Problem details => Rewrite the items below, renaming "rough mask" to "coarse mask" everywhere it appears and leaving every other character unchanged.

(Stored data entries)

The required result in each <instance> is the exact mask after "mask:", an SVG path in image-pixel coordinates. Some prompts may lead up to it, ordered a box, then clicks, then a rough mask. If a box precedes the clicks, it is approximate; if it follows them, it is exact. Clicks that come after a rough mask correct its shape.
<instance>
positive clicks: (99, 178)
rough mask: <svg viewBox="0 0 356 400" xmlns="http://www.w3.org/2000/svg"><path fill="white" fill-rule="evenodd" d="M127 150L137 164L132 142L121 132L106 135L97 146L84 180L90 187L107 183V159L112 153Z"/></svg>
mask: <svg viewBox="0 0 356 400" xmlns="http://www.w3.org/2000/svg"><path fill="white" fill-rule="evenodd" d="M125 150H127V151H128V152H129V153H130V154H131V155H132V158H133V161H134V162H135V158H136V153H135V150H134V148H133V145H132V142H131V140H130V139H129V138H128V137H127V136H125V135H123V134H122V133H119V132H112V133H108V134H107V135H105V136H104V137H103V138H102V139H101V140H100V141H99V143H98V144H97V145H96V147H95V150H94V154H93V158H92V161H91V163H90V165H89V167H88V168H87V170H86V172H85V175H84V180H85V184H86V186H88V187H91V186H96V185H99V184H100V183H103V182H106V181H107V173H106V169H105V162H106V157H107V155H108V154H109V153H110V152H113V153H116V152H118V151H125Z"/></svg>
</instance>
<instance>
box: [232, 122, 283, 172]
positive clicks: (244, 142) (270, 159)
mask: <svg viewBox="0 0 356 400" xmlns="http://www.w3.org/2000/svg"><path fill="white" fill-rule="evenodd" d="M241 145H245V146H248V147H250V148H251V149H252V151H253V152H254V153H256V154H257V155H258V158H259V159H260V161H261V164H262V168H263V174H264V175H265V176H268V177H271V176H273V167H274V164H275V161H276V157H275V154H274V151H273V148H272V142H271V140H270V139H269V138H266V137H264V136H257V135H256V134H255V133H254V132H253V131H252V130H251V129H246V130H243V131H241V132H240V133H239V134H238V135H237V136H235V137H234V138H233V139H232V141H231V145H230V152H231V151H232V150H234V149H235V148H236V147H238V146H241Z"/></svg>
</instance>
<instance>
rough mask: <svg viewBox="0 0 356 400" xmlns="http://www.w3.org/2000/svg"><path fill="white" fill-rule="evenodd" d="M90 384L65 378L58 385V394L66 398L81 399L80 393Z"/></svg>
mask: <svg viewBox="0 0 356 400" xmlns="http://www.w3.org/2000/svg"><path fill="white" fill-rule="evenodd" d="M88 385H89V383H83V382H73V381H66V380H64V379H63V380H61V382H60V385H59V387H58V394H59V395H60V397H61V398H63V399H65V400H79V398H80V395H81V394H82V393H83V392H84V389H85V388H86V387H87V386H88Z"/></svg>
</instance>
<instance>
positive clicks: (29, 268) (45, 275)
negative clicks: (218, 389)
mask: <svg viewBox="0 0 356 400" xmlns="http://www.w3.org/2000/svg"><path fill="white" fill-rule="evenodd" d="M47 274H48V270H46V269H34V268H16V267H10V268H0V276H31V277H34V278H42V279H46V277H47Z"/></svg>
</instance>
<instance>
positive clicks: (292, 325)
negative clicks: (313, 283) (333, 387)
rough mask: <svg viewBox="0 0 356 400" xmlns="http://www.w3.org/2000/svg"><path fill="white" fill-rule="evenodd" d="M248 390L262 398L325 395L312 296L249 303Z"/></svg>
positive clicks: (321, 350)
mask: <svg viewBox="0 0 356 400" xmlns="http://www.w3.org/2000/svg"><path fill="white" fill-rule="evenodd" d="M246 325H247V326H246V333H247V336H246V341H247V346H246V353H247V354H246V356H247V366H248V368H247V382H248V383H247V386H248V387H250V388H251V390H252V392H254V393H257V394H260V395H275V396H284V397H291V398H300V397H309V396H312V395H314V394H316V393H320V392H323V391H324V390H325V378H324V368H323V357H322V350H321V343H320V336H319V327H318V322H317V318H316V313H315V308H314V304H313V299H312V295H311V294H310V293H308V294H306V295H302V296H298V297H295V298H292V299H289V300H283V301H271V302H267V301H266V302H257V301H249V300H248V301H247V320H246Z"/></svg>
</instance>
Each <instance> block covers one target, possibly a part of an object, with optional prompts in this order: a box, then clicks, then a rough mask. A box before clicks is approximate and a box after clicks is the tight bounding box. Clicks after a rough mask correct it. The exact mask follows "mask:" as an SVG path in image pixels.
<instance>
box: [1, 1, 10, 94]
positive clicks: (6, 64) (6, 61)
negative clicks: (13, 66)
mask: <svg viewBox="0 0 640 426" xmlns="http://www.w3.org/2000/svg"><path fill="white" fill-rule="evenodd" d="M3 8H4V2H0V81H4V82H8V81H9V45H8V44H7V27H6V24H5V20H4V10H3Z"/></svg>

Problem solution =>
The required result in each <instance> is the exact mask after "mask:", an SVG path in image-pixel coordinates. Some prompts may lead up to it, ordered a box, then clicks, then a coarse mask. If a box precedes the clicks, it is approximate; if it follows them, it is exact. Clicks that come after a coarse mask correct its shape.
<instance>
positive clicks: (99, 178)
coarse mask: <svg viewBox="0 0 356 400" xmlns="http://www.w3.org/2000/svg"><path fill="white" fill-rule="evenodd" d="M127 150L137 164L132 142L121 132L106 135L97 146L84 180L90 187L107 183V159L112 153Z"/></svg>
mask: <svg viewBox="0 0 356 400" xmlns="http://www.w3.org/2000/svg"><path fill="white" fill-rule="evenodd" d="M125 150H127V151H128V152H129V153H130V154H131V155H132V158H133V161H134V162H135V158H136V153H135V150H134V148H133V145H132V142H131V140H130V139H129V138H128V137H127V136H125V135H123V134H122V133H119V132H112V133H108V134H107V135H105V136H104V137H103V138H102V139H101V140H100V141H99V143H98V144H97V145H96V147H95V150H94V154H93V158H92V161H91V163H90V165H89V167H88V168H87V170H86V172H85V175H84V180H85V184H86V186H88V187H91V186H96V185H99V184H100V183H103V182H106V181H107V173H106V169H105V162H106V157H107V155H108V154H109V153H110V152H113V153H116V152H118V151H125Z"/></svg>
</instance>
<instance>
box: [232, 122, 283, 172]
positive clicks: (244, 142) (270, 159)
mask: <svg viewBox="0 0 356 400" xmlns="http://www.w3.org/2000/svg"><path fill="white" fill-rule="evenodd" d="M241 145H245V146H248V147H250V148H251V149H252V151H253V152H254V153H256V154H257V155H258V158H259V159H260V161H261V164H262V168H263V174H264V175H265V176H268V177H271V176H273V167H274V164H275V161H276V157H275V154H274V151H273V148H272V142H271V140H270V139H269V138H266V137H264V136H257V135H256V134H255V133H254V132H253V131H252V130H251V129H246V130H243V131H241V132H240V133H239V134H238V135H237V136H235V137H234V138H233V139H232V141H231V145H230V152H231V151H232V150H234V149H235V148H236V147H238V146H241Z"/></svg>
</instance>
<instance>
coarse mask: <svg viewBox="0 0 356 400" xmlns="http://www.w3.org/2000/svg"><path fill="white" fill-rule="evenodd" d="M90 384L65 378L58 385V394L66 398L81 399L80 393Z"/></svg>
mask: <svg viewBox="0 0 356 400" xmlns="http://www.w3.org/2000/svg"><path fill="white" fill-rule="evenodd" d="M88 385H89V383H83V382H73V381H66V380H64V379H63V380H61V382H60V385H59V387H58V394H59V395H60V397H61V398H63V399H65V400H79V398H80V395H81V394H82V393H83V392H84V389H85V388H86V387H87V386H88Z"/></svg>
</instance>
<instance>
positive clicks: (29, 268) (45, 275)
negative clicks: (218, 389)
mask: <svg viewBox="0 0 356 400" xmlns="http://www.w3.org/2000/svg"><path fill="white" fill-rule="evenodd" d="M47 274H48V270H46V269H34V268H16V267H10V268H0V276H31V277H34V278H42V279H46V277H47Z"/></svg>
</instance>
<instance>
positive clicks: (292, 325)
negative clicks: (313, 283) (333, 387)
coarse mask: <svg viewBox="0 0 356 400" xmlns="http://www.w3.org/2000/svg"><path fill="white" fill-rule="evenodd" d="M248 390L262 398L325 395L312 296L249 303Z"/></svg>
positive clicks: (321, 350)
mask: <svg viewBox="0 0 356 400" xmlns="http://www.w3.org/2000/svg"><path fill="white" fill-rule="evenodd" d="M246 325H247V326H246V333H247V336H246V341H247V346H246V353H247V354H246V356H247V366H248V368H247V382H248V383H247V386H248V387H250V388H251V390H252V392H254V393H257V394H260V395H275V396H284V397H291V398H300V397H309V396H312V395H314V394H316V393H320V392H323V391H324V390H325V378H324V368H323V357H322V350H321V343H320V336H319V327H318V322H317V318H316V313H315V308H314V304H313V299H312V295H311V294H310V293H308V294H306V295H302V296H298V297H295V298H292V299H289V300H283V301H271V302H267V301H266V302H257V301H249V300H248V301H247V320H246Z"/></svg>
</instance>
Each <instance> block covers one target, possibly a part of an object, with optional prompts in this order: a box, then clicks, then a coarse mask. A box before clicks is approximate and a box after clicks is the tight bounding box. Clicks after a coarse mask correct it. The exact mask follows "mask:" as an SVG path in image pixels.
<instance>
box: [1, 1, 10, 94]
positive clicks: (6, 64) (6, 61)
negative clicks: (13, 66)
mask: <svg viewBox="0 0 640 426" xmlns="http://www.w3.org/2000/svg"><path fill="white" fill-rule="evenodd" d="M3 8H4V2H0V81H4V82H8V81H9V45H8V44H7V27H6V24H5V20H4V10H3Z"/></svg>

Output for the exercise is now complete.